Source records:
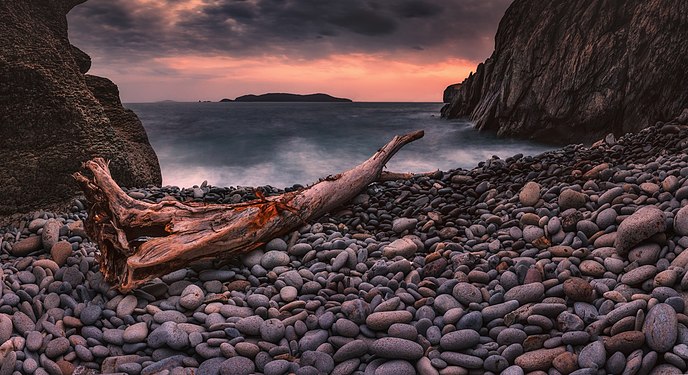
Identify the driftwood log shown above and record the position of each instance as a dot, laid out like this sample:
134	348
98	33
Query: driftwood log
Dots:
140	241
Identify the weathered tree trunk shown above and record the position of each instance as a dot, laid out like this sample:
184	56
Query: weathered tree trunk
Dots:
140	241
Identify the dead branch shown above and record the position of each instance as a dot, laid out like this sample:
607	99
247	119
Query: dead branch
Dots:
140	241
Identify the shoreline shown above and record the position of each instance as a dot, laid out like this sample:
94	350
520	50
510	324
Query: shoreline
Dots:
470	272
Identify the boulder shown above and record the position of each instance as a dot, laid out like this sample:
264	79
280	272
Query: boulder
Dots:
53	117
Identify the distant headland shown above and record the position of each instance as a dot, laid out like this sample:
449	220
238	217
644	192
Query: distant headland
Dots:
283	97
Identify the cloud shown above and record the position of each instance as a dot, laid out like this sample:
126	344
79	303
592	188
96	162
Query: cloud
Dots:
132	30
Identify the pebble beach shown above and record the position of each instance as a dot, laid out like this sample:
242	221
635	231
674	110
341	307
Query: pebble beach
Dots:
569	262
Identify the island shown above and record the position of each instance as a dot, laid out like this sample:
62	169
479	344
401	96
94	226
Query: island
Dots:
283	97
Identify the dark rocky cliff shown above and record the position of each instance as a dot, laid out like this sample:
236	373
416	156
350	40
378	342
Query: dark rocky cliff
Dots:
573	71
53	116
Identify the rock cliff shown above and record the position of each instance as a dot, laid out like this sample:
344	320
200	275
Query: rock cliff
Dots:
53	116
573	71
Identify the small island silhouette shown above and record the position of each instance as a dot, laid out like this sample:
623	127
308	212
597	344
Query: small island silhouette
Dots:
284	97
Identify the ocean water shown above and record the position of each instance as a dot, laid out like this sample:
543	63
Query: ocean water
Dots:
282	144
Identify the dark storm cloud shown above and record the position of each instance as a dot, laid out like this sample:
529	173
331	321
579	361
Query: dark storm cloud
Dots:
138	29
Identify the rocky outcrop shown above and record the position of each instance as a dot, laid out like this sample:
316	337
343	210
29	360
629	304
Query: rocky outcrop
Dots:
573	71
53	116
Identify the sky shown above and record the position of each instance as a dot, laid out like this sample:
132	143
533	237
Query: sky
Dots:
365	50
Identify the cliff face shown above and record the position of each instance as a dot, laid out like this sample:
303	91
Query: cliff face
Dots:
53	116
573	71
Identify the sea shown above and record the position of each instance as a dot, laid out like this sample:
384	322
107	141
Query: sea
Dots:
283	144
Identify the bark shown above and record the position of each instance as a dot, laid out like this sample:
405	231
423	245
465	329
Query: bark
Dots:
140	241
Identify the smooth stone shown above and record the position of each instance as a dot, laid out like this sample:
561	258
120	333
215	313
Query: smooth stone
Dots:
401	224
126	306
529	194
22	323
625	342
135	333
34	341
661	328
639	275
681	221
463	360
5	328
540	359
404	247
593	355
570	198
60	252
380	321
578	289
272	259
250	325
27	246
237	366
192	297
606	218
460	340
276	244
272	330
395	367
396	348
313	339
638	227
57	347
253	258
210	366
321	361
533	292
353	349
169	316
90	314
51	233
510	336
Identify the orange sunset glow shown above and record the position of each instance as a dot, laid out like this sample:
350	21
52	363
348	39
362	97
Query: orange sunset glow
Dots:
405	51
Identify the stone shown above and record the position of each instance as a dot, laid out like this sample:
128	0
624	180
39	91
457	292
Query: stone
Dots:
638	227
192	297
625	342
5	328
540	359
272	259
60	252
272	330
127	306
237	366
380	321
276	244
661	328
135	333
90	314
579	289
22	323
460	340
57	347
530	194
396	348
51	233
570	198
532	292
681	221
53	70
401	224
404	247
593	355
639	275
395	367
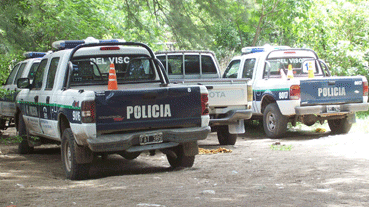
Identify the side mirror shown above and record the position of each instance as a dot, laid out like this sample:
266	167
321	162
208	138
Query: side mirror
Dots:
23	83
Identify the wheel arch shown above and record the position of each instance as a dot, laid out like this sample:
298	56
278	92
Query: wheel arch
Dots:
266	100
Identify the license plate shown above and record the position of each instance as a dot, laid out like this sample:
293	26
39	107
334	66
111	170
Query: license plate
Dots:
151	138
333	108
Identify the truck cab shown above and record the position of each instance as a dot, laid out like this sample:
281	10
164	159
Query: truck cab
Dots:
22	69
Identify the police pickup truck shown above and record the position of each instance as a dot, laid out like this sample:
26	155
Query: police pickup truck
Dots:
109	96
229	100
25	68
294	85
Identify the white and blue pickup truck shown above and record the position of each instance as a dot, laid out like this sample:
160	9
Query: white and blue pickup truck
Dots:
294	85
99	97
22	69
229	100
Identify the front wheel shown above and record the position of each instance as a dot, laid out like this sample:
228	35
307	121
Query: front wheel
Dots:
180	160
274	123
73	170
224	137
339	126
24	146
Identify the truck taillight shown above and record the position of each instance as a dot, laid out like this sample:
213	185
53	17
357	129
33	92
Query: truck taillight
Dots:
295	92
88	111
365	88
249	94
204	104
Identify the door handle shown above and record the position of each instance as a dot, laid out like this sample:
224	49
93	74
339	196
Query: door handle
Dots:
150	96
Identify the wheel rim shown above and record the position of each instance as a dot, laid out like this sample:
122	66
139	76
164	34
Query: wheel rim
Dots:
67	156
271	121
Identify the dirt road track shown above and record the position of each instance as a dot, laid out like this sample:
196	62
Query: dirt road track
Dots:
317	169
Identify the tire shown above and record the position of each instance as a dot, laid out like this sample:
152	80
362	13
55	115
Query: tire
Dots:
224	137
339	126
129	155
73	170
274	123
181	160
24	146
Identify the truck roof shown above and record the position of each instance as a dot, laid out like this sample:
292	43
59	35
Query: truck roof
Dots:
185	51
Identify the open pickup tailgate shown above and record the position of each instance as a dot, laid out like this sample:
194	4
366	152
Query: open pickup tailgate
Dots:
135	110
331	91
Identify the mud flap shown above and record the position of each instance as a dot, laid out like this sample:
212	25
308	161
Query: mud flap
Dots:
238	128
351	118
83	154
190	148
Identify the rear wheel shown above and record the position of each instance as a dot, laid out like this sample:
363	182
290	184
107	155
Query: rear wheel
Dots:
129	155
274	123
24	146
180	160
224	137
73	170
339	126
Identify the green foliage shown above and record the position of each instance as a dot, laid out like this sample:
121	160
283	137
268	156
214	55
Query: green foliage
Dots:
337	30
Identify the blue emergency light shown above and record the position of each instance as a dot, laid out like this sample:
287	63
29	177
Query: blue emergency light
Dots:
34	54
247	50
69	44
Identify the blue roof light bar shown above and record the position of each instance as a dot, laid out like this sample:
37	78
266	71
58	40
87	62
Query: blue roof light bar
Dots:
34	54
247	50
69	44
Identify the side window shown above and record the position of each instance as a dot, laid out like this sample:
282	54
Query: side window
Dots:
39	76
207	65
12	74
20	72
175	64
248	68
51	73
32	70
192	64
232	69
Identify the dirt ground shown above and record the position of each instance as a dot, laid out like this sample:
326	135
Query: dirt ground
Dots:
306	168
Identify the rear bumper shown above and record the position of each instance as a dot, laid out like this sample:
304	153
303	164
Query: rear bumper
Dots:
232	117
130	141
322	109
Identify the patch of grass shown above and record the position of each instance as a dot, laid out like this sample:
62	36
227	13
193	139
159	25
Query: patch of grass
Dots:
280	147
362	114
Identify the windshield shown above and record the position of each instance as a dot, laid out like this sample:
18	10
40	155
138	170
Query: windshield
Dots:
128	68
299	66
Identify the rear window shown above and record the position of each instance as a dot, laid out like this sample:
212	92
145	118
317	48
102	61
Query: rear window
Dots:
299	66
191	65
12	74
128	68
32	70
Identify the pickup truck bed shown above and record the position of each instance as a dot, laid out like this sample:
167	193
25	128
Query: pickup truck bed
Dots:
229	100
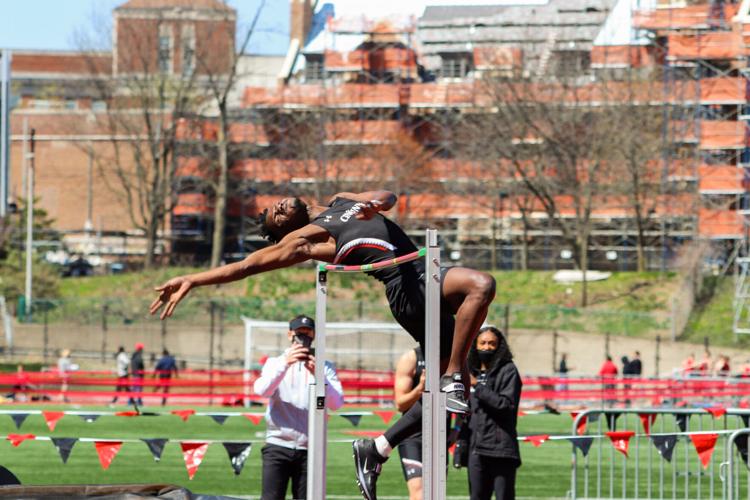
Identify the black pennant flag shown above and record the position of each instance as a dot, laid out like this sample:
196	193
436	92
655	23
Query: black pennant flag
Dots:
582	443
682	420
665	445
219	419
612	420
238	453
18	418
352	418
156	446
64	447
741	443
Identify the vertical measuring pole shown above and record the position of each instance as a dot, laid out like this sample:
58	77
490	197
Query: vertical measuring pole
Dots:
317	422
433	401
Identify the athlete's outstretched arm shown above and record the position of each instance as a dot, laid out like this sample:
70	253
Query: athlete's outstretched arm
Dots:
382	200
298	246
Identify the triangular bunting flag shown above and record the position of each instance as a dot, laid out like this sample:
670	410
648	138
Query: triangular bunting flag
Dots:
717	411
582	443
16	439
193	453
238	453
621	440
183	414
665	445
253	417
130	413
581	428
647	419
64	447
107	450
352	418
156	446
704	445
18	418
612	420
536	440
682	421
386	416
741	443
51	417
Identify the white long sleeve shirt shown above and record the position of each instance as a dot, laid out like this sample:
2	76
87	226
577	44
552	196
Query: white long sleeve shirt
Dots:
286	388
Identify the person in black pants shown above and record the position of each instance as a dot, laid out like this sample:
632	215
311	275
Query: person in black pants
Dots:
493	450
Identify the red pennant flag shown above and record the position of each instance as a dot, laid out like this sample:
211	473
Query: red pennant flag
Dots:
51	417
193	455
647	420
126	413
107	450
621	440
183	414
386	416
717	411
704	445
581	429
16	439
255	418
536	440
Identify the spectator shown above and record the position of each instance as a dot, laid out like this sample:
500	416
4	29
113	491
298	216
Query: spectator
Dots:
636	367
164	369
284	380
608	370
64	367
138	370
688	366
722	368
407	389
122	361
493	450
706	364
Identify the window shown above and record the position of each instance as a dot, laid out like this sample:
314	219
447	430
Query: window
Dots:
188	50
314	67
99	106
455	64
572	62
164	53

Task item:
An exact copy of the lines above, from the one containing "Identify the smooth" down to the one containing "Query: smooth stone" and including both, is the whole answer; retype it and nothing else.

Reply:
Identify the smooth stone shown above and record the position of each instance as a dot, laid out like this sample:
561	258
120	333
215	313
Query: smooth stone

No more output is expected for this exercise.